Activity: Exact copy, no pictures: output each line below as it stands.

***** Data

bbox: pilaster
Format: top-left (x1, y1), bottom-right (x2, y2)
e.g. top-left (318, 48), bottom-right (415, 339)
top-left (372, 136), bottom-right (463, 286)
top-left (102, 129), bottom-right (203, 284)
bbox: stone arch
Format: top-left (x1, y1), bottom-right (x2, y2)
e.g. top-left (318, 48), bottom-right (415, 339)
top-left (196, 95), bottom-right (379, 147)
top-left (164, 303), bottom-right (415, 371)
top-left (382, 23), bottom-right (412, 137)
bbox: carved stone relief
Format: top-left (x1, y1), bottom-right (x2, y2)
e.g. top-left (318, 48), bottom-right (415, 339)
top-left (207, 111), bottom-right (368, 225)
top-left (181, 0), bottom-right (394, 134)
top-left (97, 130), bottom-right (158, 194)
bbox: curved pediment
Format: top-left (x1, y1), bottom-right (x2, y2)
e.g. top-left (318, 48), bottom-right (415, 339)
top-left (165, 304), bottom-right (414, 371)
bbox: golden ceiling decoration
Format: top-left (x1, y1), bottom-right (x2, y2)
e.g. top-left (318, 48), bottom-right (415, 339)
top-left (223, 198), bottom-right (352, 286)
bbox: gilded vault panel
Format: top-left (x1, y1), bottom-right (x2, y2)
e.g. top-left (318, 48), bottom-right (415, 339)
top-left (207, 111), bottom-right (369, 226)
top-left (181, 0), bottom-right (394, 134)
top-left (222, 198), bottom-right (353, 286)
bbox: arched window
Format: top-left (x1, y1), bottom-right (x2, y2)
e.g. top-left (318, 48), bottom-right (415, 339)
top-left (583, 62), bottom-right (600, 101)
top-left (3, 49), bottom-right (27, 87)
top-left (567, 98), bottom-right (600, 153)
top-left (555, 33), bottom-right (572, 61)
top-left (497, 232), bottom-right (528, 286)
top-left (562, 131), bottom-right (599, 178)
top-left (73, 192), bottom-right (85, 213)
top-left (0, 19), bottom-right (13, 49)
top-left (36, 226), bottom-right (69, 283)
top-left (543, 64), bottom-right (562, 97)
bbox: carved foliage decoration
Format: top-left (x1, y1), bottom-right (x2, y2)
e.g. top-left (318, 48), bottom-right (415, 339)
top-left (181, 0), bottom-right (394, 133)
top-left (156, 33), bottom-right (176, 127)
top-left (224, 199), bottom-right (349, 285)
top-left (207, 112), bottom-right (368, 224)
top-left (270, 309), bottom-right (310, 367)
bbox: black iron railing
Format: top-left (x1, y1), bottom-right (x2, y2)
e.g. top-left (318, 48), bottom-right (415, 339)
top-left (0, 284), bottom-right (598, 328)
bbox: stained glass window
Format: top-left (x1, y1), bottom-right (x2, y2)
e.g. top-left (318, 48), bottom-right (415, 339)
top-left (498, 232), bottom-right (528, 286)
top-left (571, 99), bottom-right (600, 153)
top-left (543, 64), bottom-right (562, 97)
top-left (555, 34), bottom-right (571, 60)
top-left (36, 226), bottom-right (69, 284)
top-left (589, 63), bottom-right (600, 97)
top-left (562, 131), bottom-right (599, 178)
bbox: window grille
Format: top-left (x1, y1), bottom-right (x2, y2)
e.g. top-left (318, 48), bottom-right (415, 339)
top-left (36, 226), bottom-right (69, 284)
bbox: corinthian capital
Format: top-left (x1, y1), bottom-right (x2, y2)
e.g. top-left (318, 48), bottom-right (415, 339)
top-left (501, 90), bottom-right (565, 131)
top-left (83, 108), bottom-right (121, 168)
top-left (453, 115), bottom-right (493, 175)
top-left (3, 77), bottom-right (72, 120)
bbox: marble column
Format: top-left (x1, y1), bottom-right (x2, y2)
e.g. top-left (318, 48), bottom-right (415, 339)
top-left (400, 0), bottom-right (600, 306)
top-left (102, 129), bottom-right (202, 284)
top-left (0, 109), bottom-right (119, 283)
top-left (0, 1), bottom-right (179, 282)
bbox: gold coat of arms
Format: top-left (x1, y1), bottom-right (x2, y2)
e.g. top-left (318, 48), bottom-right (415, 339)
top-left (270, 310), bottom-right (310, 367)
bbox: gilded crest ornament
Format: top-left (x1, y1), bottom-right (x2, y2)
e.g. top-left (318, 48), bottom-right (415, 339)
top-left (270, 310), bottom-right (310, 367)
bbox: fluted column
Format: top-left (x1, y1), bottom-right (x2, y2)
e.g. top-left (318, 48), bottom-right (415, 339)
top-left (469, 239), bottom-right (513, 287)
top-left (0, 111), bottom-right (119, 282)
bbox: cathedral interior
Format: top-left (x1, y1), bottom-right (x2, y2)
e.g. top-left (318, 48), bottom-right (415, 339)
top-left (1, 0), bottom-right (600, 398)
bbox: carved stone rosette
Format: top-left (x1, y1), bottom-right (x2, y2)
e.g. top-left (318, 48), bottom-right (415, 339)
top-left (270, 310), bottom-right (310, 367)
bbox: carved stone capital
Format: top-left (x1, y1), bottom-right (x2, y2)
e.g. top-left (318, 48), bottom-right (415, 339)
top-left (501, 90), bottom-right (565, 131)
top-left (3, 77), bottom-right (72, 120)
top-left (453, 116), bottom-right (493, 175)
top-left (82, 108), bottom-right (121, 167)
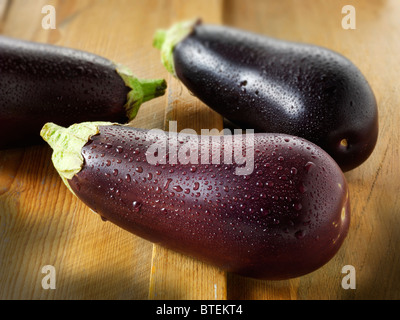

**********

Task answer:
bbox: pilaster
Format: top-left (x1, y1), bottom-right (x2, y2)
e.g. top-left (318, 48), bottom-right (415, 339)
top-left (372, 136), bottom-right (463, 286)
top-left (102, 129), bottom-right (203, 284)
bbox: stone arch
Format: top-left (x1, y1), bottom-right (x2, y2)
e.g. top-left (318, 48), bottom-right (415, 339)
top-left (196, 95), bottom-right (379, 147)
top-left (164, 303), bottom-right (415, 371)
top-left (382, 23), bottom-right (412, 137)
bbox: carved stone relief
Format: top-left (x1, y1), bottom-right (x2, y2)
e.g. top-left (318, 48), bottom-right (415, 339)
top-left (207, 111), bottom-right (368, 225)
top-left (181, 0), bottom-right (394, 134)
top-left (97, 130), bottom-right (158, 194)
bbox: curved pediment
Format: top-left (x1, y1), bottom-right (x2, y2)
e.g. top-left (318, 48), bottom-right (415, 339)
top-left (165, 304), bottom-right (414, 371)
bbox: golden ceiling decoration
Format: top-left (x1, y1), bottom-right (x2, y2)
e.g. top-left (318, 48), bottom-right (415, 339)
top-left (223, 198), bottom-right (352, 286)
bbox: gilded vault panel
Format: top-left (x1, y1), bottom-right (x2, y2)
e.g. top-left (318, 48), bottom-right (415, 339)
top-left (207, 111), bottom-right (369, 226)
top-left (181, 0), bottom-right (394, 134)
top-left (222, 198), bottom-right (353, 286)
bbox: arched window
Format: top-left (x1, y1), bottom-right (x2, y2)
e.g. top-left (318, 48), bottom-right (415, 339)
top-left (583, 62), bottom-right (600, 101)
top-left (3, 49), bottom-right (27, 87)
top-left (567, 98), bottom-right (600, 153)
top-left (555, 33), bottom-right (572, 61)
top-left (497, 232), bottom-right (528, 286)
top-left (562, 131), bottom-right (599, 178)
top-left (73, 192), bottom-right (85, 213)
top-left (0, 19), bottom-right (13, 49)
top-left (36, 226), bottom-right (69, 283)
top-left (543, 64), bottom-right (562, 97)
bbox: carved foliage decoration
Format: top-left (x1, y1), bottom-right (x2, y2)
e.g. top-left (318, 48), bottom-right (415, 339)
top-left (181, 0), bottom-right (394, 133)
top-left (156, 33), bottom-right (176, 127)
top-left (224, 199), bottom-right (349, 285)
top-left (207, 112), bottom-right (368, 224)
top-left (270, 309), bottom-right (310, 367)
bbox: black iron railing
Format: top-left (x1, y1), bottom-right (x2, y2)
e.g. top-left (318, 48), bottom-right (415, 339)
top-left (0, 284), bottom-right (598, 328)
bbox: stained glass window
Format: top-left (x1, y1), bottom-right (x2, y2)
e.g. top-left (318, 48), bottom-right (415, 339)
top-left (498, 232), bottom-right (528, 286)
top-left (571, 99), bottom-right (600, 153)
top-left (543, 64), bottom-right (562, 97)
top-left (555, 34), bottom-right (571, 60)
top-left (36, 226), bottom-right (69, 284)
top-left (589, 63), bottom-right (600, 97)
top-left (562, 131), bottom-right (599, 178)
bbox: window grille
Format: top-left (x1, y1), bottom-right (x2, y2)
e.g. top-left (318, 48), bottom-right (415, 339)
top-left (36, 226), bottom-right (69, 284)
bbox: corinthian capital
Format: top-left (x1, y1), bottom-right (x2, y2)
e.g. top-left (318, 48), bottom-right (415, 339)
top-left (501, 90), bottom-right (565, 131)
top-left (83, 108), bottom-right (121, 168)
top-left (453, 115), bottom-right (493, 175)
top-left (3, 77), bottom-right (72, 120)
bbox: marble column
Format: top-left (x1, y1), bottom-right (x2, y2)
e.g. top-left (318, 48), bottom-right (415, 339)
top-left (400, 0), bottom-right (600, 306)
top-left (102, 129), bottom-right (202, 284)
top-left (0, 109), bottom-right (119, 283)
top-left (0, 1), bottom-right (179, 282)
bbox: gold coat of arms
Format: top-left (x1, y1), bottom-right (x2, y2)
e.g. top-left (318, 48), bottom-right (415, 339)
top-left (270, 310), bottom-right (310, 367)
bbox: gilded crest ornament
Format: top-left (x1, y1), bottom-right (x2, y2)
e.g. top-left (318, 48), bottom-right (415, 339)
top-left (270, 310), bottom-right (310, 367)
bbox: fluted column
Format: top-left (x1, y1), bottom-right (x2, y2)
e.g. top-left (318, 48), bottom-right (415, 339)
top-left (469, 239), bottom-right (513, 287)
top-left (0, 111), bottom-right (119, 282)
bbox: cathedral interior
Format: top-left (x1, y1), bottom-right (x2, y2)
e.g. top-left (318, 48), bottom-right (415, 339)
top-left (1, 0), bottom-right (600, 398)
bbox: carved stone rosette
Format: top-left (x1, y1), bottom-right (x2, y2)
e.g. top-left (318, 48), bottom-right (415, 339)
top-left (270, 310), bottom-right (310, 367)
bbox: carved stone capital
Format: top-left (x1, y1), bottom-right (x2, y2)
e.g. top-left (318, 48), bottom-right (415, 339)
top-left (501, 90), bottom-right (565, 131)
top-left (3, 77), bottom-right (72, 120)
top-left (453, 116), bottom-right (493, 175)
top-left (82, 108), bottom-right (121, 167)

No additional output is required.